Supplied passage
== Segment start ==
Identification and analysis of AREB/ABF family in plants
Based on the 34 genomes listed in the Phytozome database, we performed a genome-wide BLAST search using Arabidopsis ABF1, AREB1/ABF2, AREB2/ABF4, and ABF3 amino acid sequences. We found the candidate ABFs in only 29 land plants, including moss, lycophyte, monocots, and eudicots. Among the ABF sequences we identified, some proteins had shorter amino acid residues (fewer than 200 amino acids). These short sequences were eliminated from subsequent analyses. In the end, 190 ABF-like sequences were collected for further analysis. We subjected these 190 protein sequences to SMART and Pfam analyses, and all of them were classified into the protein family containing bZIP domains (Pfam: 00170).
Previous studies have reported that the plant group-A bZIP family proteins can be phylogenetically clustered into two major groups, the AREB/ABF and the ABI5/AtDPBF subfamilies [14]. As such, we constructed a maximum likelihood (ML) tree, using 190 full-length ABF-like gene sequences (Additional file 1: Figure S1). Our results show that these ABF-like sequences are divided into two major clades, designated as group A and B, each having 95 identified sequences. Group A contains all experimentally characterized AREB/ABFs, including Arabidopsis, Thellungiella salsuginea, and rice ABFs [14-15]. According to previously characterized genes, such as ABI5/AtDPBF1, AtDPBF2, AREB3/AtDPBF3 and EEL/AtDPBF4 [14], group B was classified as ABI5/AtDPBF subfamilies. Therefore, group A sequences are designated ABF and were included for further analyses (Additional file 2: Table S1). The number of ABFs in each species is shown in Fig.1. In summary, the moss Physcomitrella patens and the lycophyte Selaginella moellendorffii have two copies of the ABFs. In monocots, all species contain only four copies of ABFs, with the exception of wheat, maize and Panicum virgatum. The ABF copy number differed, from one to seven, in eudicots. This indicates that several duplication incidents took place. The quantity of ABF paralogs in rice, Arabidopsis, and Thellungiella observed by this study are in line with previous research [14-15].
== Segment end ==
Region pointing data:
== Segment start ==
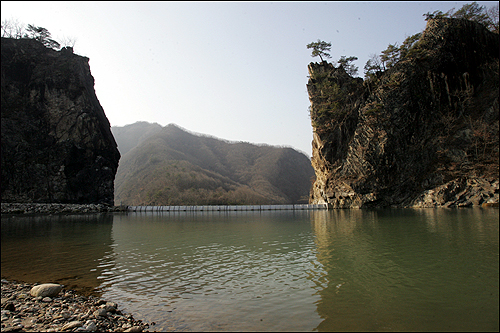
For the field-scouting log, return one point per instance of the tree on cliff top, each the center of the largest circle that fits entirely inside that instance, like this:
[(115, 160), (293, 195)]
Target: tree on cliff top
[(42, 35), (319, 49), (472, 12)]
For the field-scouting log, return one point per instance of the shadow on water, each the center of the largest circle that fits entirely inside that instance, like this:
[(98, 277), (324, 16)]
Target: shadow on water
[(61, 249), (407, 270)]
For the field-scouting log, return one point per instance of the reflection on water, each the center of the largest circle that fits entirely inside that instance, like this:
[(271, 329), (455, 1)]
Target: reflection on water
[(61, 249), (400, 270), (215, 271), (341, 270)]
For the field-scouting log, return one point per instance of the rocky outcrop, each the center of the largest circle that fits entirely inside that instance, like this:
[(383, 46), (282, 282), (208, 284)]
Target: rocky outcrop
== Segment end ==
The task
Continue the text on the AREB/ABF family in plants from its last sentence. The items are separate material and have no connection to the text on the AREB/ABF family in plants.

Result
We further analyzed protein length, molecular mass, and the pI values of 95 ABF proteins (Additional file 2: Table S1). According to our results, the length and molecular mass of ABFs ranged from 254 to 485 amino acid residues, and 27.81 to 52.95 kD, with a mean of 389 amino acid residues and 42.16 kD. Aquilegia coerulea_ABF1 is the longest and largest ABF (485 amino acid residues and 52.95 kD), while Citrus sinensis_ABF3 is the shortest and smallest ABF (254 amino acid residues and 27.81 kD). Zea mays_ABF5 has the lowest pI value, with 5.44, while Citrus sinensis_ABF3 has the highest value, with 10.42. ABFs in clades III, VI and VII have very close pI values, while the pI values of ABFs in clades I, II, IV, and V varied widely. Interestingly, ABFs from clade V displayed a tendency to maintain acidic pI values, with an average of 6.97, while more alkaline pI values (greater than 7) were observed in 83 out of 95 ABFs belonging to other clades (Table 1; Additional file 2: Table S1).
Phylogenetic and structural analysis of plant ABFs
In order to better understand the evolutionary relationship of AREB/ABF members in land plants, we further constructed an ML tree using full-length protein sequences of 95 ABFs. According to support values (85% or greater) of the phylogenetic tree, ABFs can be divided into seven clades (clades I to VII) (Fig. 1; Fig. 2). Inside the phylogenetic tree, ABFs from the moss Physcomitrella patens and the lycophyte Selaginella moellendorffii form two independent clades, assigned as clades I (P.patens_ABFs) to II (S.moellendorffii_ABFs). The monocots can be placed into the next two clades, IV and V. The eudicots can be divided into three clades: III, VI, and VII.
It is worth mentioning that the phylogenetic tree (Fig. 2) aligns with the species tree shown in Phytozome (Fig. 1) with the ABFs from moss (Physcomitrella patens) and lycophyte (Selaginella moellendorffii) forming the two basal lineages of land plants. Monocot and eudicot ABFs are closer on the phylogenetic tree and form two monophyletic clades. To further investigate the accuracy of the ABF phylogenetic tree, we analyzed the exon/intron organization for each individual gene (Additional file 3: Figure S2). Of the 95ABFs, one has one exon; three have two exons; four have three exons; 71 have four exons, 13 have five exons, two have six exons, and two have seven exons. Within each clade, the gene structure of ABFs is relatively conserved, and the adjacent ABFs have a similar exon/intron structure. We then investigated the intron phases of all ABF gene structures. There are three categories of intron phase: phase 0 intron, phase 1 intron, and phase 2 intron. Our analysis indicated that the intron phase patterns (0, 0, 0) and (0, 0, 0, 0) are the predominant patterns across 95 land plant ABFs (Additional file 3: Figure S2). This analysis indicated that we have constructed a phylogenetic tree of the ABF genes in land plants that is highly accurate.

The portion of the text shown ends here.